(Pointing dataset records)
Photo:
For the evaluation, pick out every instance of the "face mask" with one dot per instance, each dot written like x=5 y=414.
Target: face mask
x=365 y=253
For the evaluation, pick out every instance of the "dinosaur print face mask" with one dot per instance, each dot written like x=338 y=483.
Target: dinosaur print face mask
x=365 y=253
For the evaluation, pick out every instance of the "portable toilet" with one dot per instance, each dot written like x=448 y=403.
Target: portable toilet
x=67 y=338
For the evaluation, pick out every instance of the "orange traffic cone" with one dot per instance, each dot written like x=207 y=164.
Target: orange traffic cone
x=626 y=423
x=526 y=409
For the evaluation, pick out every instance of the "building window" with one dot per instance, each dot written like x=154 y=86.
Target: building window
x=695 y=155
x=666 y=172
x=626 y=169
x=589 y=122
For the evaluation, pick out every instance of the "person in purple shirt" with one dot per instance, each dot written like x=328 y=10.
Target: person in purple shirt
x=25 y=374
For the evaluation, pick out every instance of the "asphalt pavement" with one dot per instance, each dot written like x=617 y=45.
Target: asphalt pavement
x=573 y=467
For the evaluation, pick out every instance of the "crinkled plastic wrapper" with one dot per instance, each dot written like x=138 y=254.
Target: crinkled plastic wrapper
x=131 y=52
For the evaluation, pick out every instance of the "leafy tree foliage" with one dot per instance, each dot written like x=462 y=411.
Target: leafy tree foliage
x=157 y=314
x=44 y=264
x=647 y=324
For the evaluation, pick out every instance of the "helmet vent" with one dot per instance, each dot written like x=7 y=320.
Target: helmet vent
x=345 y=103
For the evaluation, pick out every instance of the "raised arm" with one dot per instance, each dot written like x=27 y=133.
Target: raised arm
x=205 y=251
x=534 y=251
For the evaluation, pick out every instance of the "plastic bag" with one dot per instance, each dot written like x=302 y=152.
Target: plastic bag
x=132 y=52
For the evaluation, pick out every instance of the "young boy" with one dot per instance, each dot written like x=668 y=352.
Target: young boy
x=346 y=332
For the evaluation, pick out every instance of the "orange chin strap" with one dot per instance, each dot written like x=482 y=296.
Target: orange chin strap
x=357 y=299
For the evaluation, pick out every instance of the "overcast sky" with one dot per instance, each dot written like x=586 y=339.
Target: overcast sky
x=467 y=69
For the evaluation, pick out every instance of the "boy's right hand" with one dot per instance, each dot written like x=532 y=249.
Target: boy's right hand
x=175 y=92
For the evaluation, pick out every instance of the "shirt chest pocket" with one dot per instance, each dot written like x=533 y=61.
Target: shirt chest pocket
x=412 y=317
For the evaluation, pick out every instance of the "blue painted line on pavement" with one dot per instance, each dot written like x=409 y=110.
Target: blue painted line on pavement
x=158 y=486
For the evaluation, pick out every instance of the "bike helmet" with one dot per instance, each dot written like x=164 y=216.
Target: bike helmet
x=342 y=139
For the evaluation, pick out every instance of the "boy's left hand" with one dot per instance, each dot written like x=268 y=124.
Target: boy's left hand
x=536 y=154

## Task instructions
Quote the listing in full, please, keeping every line exact.

## Result for this task
Photo:
For the evaluation, pick out every instance of the "face mask" with one dot per instance, each dot written like x=5 y=414.
Target: face mask
x=365 y=253
For the evaluation, pick out every instance of the "dinosaur print face mask" with one dot per instance, each dot written like x=338 y=483.
Target: dinosaur print face mask
x=365 y=253
For the evaluation, pick out every instance of the "portable toilet" with one dot per instance, each dot written like x=448 y=403.
Target: portable toilet
x=67 y=338
For the evaluation, pick out every instance of the "orange traffic cone" with one dot per instance, each dot written like x=207 y=164.
Target: orange traffic cone
x=626 y=423
x=526 y=409
For the evaluation, pick out every instance of the "building window" with one dot per instance, each dot written like x=154 y=86.
Target: building window
x=695 y=155
x=666 y=172
x=626 y=169
x=589 y=122
For the evaluation, pick out every instance of the "person in purple shirt" with one dot per instance, each dot written like x=328 y=10.
Target: person in purple shirt
x=25 y=374
For the evaluation, pick out every instance of the "asphalt pavement" with one dot per instance, each dot written like x=617 y=45.
Target: asphalt pavement
x=573 y=467
For the evaluation, pick out every instance of the "crinkled plastic wrapper" with one dot per instance, each dot written like x=138 y=254.
Target: crinkled plastic wrapper
x=131 y=52
For the evaluation, pick out every instance of the "leafy tree foliage" with one dot per instance, each dot written like x=462 y=411.
Target: leafy tree foliage
x=157 y=314
x=44 y=264
x=647 y=324
For the evaluation, pick out every instance of the "helmet vent" with one dot per instance, each dot written like x=7 y=320.
Target: helmet vent
x=345 y=103
For the evaluation, pick out every instance of the "raised arm" with one dot per instance, each dot written like x=27 y=133.
Target: raised arm
x=205 y=251
x=534 y=251
For the evaluation, pick out every instance of the "plastic bag" with one dot per instance, each dot written like x=302 y=152.
Target: plastic bag
x=132 y=52
For the evaluation, pick out every instance of the "young boy" with one dot per instance, each dot written like x=668 y=352.
Target: young boy
x=346 y=332
For the evaluation, pick out every instance of the "orange chin strap" with one dot per instance, each dot written like x=482 y=296.
Target: orange chin strap
x=357 y=299
For the evaluation, pick out every instance of the "overcast sky" with one dot per instance, each dot written like x=586 y=339.
Target: overcast sky
x=467 y=69
For the evaluation, pick out every instance of the "boy's right hand" with one dot per instance, each dot written like x=532 y=249.
Target: boy's right hand
x=175 y=92
For the evaluation, pick out every instance of the "shirt chest pocket" with one dot per instance, each dot written like x=533 y=61.
Target: shirt chest pocket
x=412 y=317
For the evaluation, pick out every instance of the "blue painted line on pavement" with one dot per instance, each dot written like x=409 y=110.
Target: blue painted line on pavement
x=158 y=486
For the evaluation, pick out every instance of the "bike helmet" with one dot per instance, each dot written like x=164 y=216.
Target: bike helmet
x=342 y=139
For the evaluation, pick out every instance of the "boy's left hand" with one dot per instance, each dot written like x=268 y=124.
Target: boy's left hand
x=536 y=154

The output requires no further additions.